>> BEGIN Extracted entries

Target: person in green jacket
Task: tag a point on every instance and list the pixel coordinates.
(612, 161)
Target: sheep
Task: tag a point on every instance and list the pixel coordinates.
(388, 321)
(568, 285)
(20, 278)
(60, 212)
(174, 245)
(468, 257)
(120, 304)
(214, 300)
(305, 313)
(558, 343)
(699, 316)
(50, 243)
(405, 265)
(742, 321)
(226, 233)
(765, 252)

>> END Extracted entries
>> BEGIN Extracted entries

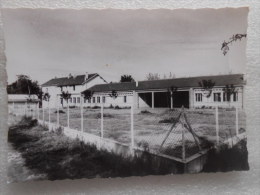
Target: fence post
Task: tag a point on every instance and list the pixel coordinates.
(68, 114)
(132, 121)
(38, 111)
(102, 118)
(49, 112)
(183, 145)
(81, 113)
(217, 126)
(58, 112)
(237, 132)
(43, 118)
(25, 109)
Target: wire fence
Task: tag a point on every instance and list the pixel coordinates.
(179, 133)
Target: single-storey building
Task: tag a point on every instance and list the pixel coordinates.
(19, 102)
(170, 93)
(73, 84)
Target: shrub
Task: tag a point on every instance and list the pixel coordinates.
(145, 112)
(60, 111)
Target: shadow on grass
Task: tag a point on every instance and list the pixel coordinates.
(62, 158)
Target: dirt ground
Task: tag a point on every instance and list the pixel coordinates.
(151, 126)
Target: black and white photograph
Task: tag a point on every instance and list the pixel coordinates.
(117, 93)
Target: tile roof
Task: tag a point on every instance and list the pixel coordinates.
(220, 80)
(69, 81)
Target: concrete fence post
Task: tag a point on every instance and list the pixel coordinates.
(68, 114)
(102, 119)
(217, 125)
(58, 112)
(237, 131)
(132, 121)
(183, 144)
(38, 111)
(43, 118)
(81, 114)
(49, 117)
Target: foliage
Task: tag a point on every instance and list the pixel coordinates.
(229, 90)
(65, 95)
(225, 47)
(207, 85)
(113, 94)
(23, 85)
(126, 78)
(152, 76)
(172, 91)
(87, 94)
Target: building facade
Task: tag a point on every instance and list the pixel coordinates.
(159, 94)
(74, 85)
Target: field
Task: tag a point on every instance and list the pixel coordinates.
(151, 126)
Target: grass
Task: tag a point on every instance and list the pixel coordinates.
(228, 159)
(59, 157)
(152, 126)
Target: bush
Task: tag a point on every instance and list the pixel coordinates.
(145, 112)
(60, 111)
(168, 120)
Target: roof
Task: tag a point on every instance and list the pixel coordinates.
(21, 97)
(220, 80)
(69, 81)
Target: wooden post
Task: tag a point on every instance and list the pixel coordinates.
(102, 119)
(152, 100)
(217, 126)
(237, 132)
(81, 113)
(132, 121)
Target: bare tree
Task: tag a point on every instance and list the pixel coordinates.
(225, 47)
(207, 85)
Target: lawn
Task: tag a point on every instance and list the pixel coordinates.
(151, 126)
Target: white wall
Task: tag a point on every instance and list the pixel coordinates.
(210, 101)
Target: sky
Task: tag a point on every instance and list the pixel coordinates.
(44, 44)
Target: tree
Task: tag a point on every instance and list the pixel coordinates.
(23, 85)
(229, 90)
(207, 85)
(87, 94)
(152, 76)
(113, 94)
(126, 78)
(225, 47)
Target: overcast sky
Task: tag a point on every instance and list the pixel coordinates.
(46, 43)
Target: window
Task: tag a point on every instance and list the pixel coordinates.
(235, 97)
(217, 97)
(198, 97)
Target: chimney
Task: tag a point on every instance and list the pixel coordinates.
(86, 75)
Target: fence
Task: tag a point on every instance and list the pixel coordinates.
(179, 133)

>> END Extracted entries

What you have to do: Select every line in the data above that contains the string "grass", and copy each one out in full.

Response to this exercise:
Target: shadow on grass
Target: grass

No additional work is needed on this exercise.